GIVEN PASSAGE.
** Start **
The “no demos” thesis obscures a factor that we must take seriously: the conviction that the normative achievements of the democratic state are worth preserving. This self-assertion of a democratic civil society is something different from the reactive clinging to naturalized characteristics of ethnonational origin that provides sustenance to right-wing populism. In addition, democratic self-assertion is not only an empirical motive but also a justifying reason that, under the given circumstances, speaks for the attempt to realize a supranational democracy. For it is not as if democracies shut up in nation-states could preserve their democratic substance, as though they were unaffected by involvement in the systemic dynamics of a global society—at any rate not, as indicated, in Europe.

Let me summarize. European citizens have good reasons to pursue two competing goals simultaneously: on the one hand, they want the union that has arisen from nation-states to assume the form of a supranational polity that can act effectively in a democratically legitimate way; on the other hand, they want to embark on this transnationalization of democracy only under the proviso that their nation-states, in the role as future member states, remain guarantors of their already achieved level of justice and freedom. In the supranational polity, the higher political level should not be able to overwhelm the lower one. The issue of ultimate decision-making authority should not be resolved through hierarchization, as it is in federal states. The supranational federation should instead be constructed in such a way that the heterarchical relationship between the member states and the federation remains intact.

5

To solve this problem, I propose a thought experiment. Let us imagine a democratically developed European Union as if its constitution had been brought into existence by a double sovereign.14 The constituting authority should be composed of the entire citizenry of Europe, on the one hand, and of the peoples of Europe, on the other. Already, during the constitution-framing process, one side should be able to address the other side, with the aim of achieving a balance between the corresponding interests. In that case, the heterarchical relationship between European citizens and European peoples would structure the founding process itself. The competition over interests between the two constitution-founding subjects would then be reflected, at the level of the constituted polity, in procedures that require agreements between two legislative bodies with equal rights—such as the European Parliament and the European Council.

In this scenario, the doubled sovereign can no longer decide in a really sovereign manner. The “leveling up” of the European citizens through the addition of the European peoples indicates that, from the outset, the sovereign must have already committed itself to recognizing the historical achievement of a level of justice embodied by the nation-states. “Higher-level” or “shared” sovereignty means that the constituting authority is limited by being under an obligation to conserve, within the larger frame of the future union, the substance of what national citizens claim as the emancipatory achievements of their respective national democracies from a revolutionary past.

If one asks, from this perspective of a “double” sovereign, which further reforms of the existing European treaties are necessary to eliminate the existing legitimation deficits of the European Union in its present state, then the answer is obvious. The European Parliament would also have to be able to introduce legislative initiatives, and the so-called “ordinary legislative procedure,” which requires the approval of both chambers, would have to be extended to all policy fields. In addition, the European Council—thus, the assembly of heads of government, who to this day enjoy a semiconstitutional status—would have to be incorporated into the Council of Ministers. Finally, the European Commission would have to assume the functions of a government answerable to council and parliament in equal measure. With this transformation of the union into a supranational polity that satisfies democratic standards, the principles of equality of states and of citizens would be accorded equal consideration. The democratic will of the two constitution-framing subjects is reflected in the symmetrical participation of both “chambers” in the legislative process and in the symmetrical status of parliament and council with respect to the executive branch.
** End **
DATA LINES.
** Start **
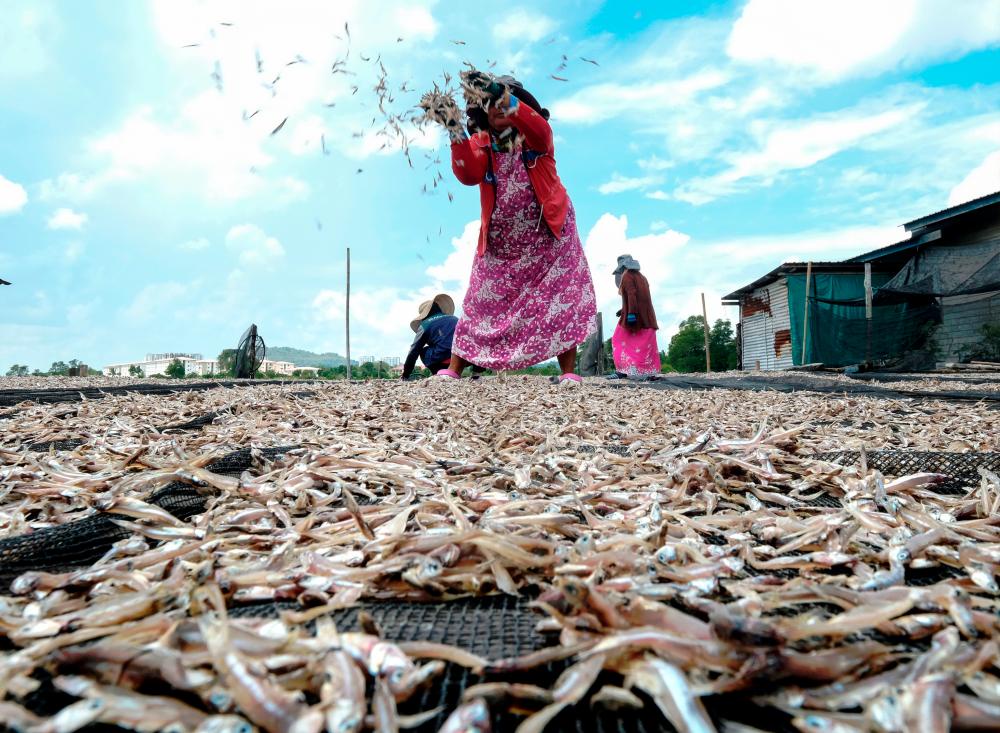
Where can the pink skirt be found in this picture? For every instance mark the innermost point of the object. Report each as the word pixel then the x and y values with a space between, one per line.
** End **
STATED PROBLEM 1.
Summarize the text on supranational democracy in Europe in three sentences.
STATED PROBLEM 2.
Continue the text on supranational democracy in Europe from where it stops.

TASK ANSWER 1.
The conviction that the normative achievements of the democratic state are worth preserving is a justifying reason to attempt a supranational democracy, since democracies confined to nation-states cannot keep their democratic substance amid the dynamics of a global society, at least in Europe. European citizens want the union to become a supranational polity that acts effectively and legitimately, but only if their nation-states remain guarantors of the justice and freedom already achieved, so the relationship between member states and federation should stay heterarchical rather than hierarchical. Imagining the union's constitution as founded by a double sovereign of Europe's citizens and Europe's peoples points to reforms: the European Parliament gains legislative initiative, the ordinary legislative procedure covers all policy fields, the European Council is incorporated into the Council of Ministers, and the Commission becomes a government answerable equally to council and parliament.

TASK ANSWER 2.
Such a radically reformed union would still deviate considerably from the model of a federal state. Interestingly enough, current EU law includes a range of important provisions that, on the assumption of a sovereignty shared by European citizens and peoples, can be understood as legitimate deviations from the model of the federal state:

These principles and provisions can be understood from a reconstructive perspective as a logical expression of democratic will-formation in a constituent assembly that has a heterogeneous composition in the sense outlined. To this extent, the European treaties already prefigure an at once federally and democratically constituted supranational polity.

6

With this step, the democratic legitimation of the constituted polity is shifted from the level of the constitution-building process to the metalevel justification for the peculiar composition of the constituting authority itself. What counts as a legitimating reason at this level is the assumption that, in the course of the founding process, the citizens of a future European Union as a whole are willing to share equal rights with the peoples of the future member states. According to the assumption, these peoples are willing to participate in the project, in turn, only on the condition that, in the supranational political community to be established, the integrity of their states, in their role as guarantors of the historically achieved levels of freedom and justice, is assured. Even though the totalities of “citizens” and “peoples” overlap exactly, so that they are composed of the same persons, the willingness on both sides to accept these terms does not fall from the sky—neither the concession made by the future European citizens to restrict their sovereignty in favor of the involvement of European peoples nor the reservation that the European peoples make by insisting on the normative substance of their respective national states. Seeping down from the abstract level of political theory to the rough waves of history, such an agreement, which Europeans must reach with themselves, can come about only as the result of a painful learning process.

From the perspective of democratic theory, which I have preferred to adopt in this chapter, the agreement by the two sides to cooperate in founding a constitution opens up a new dimension. Such a process, which precedes the actual process of constitution making, is reminiscent of the controversy recorded in the Federalist Papers. However, that discussion had a different outcome: the result of a long process was the first democratically legitimized federal state.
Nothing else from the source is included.